=== TRY IT ===
Using the biographical sketch of Carl August Adlersparre below, explain in one to three sentences why he received five minor Swedish academic awards.

=== PASSAGE FOR REVIEW ===
▼

Carl August Adlersparre (7 June 1810 – 5 May 1862) was a Swedish count (1835), chamberlain (1838), poet, novelist and historian from the Adlersparre family. He was known under his pen name Albano.

==Life==
Carl August Adlersparre was born in Kristinehamn, Värmland; the oldest son of Georg Adlersparre (1760–1835) and Lovisa Magdalena Linroth (1784–1866).
As a student he pursue the military career and in 1841 became lieutenant in the Värmland field Hunters Regiment, but took leave in 1845.
In 1848 he married Charlotte Aurore Jeanette von Platen (1821–1853) who bore him a daughter, Louise Henrietta Adlersparre (1850–1875).
He died in Stockholm, aged almost 52.

==Work==
He wrote poem and novels in the romantic style but without deep
motivation. For these efforts he was awarded five minor Swedish academic prices (1834–43).

▲

=== STUDY MATERIAL ===
▼

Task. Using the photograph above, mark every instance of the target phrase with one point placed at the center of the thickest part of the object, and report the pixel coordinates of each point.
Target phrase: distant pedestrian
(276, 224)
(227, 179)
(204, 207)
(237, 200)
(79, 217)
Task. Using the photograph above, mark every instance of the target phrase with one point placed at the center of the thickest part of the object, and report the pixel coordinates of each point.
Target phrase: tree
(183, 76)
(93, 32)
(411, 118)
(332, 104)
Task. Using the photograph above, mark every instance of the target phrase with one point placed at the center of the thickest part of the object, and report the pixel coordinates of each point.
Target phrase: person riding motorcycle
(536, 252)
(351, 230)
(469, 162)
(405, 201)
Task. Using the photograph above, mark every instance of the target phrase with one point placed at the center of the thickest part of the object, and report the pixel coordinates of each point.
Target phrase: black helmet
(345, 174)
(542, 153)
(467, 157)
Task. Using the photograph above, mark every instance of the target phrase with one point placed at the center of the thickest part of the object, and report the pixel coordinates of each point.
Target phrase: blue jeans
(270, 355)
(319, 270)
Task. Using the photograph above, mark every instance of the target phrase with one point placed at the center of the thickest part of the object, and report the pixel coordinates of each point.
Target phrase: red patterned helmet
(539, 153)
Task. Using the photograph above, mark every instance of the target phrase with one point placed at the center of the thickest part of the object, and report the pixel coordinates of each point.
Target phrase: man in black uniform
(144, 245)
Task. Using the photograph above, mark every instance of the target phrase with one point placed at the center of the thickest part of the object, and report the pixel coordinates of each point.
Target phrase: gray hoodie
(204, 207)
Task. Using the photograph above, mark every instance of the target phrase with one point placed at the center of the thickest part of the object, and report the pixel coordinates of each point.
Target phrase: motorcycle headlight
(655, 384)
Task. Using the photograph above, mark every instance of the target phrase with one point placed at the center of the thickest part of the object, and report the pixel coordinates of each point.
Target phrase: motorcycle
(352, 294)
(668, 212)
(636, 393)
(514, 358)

▲

=== EXERCISE OUTPUT ===
He received the five minor Swedish academic awards, given between 1834 and 1843, for his writing. The sketch says he wrote poems and novels in the romantic style and was awarded the prizes "for these efforts."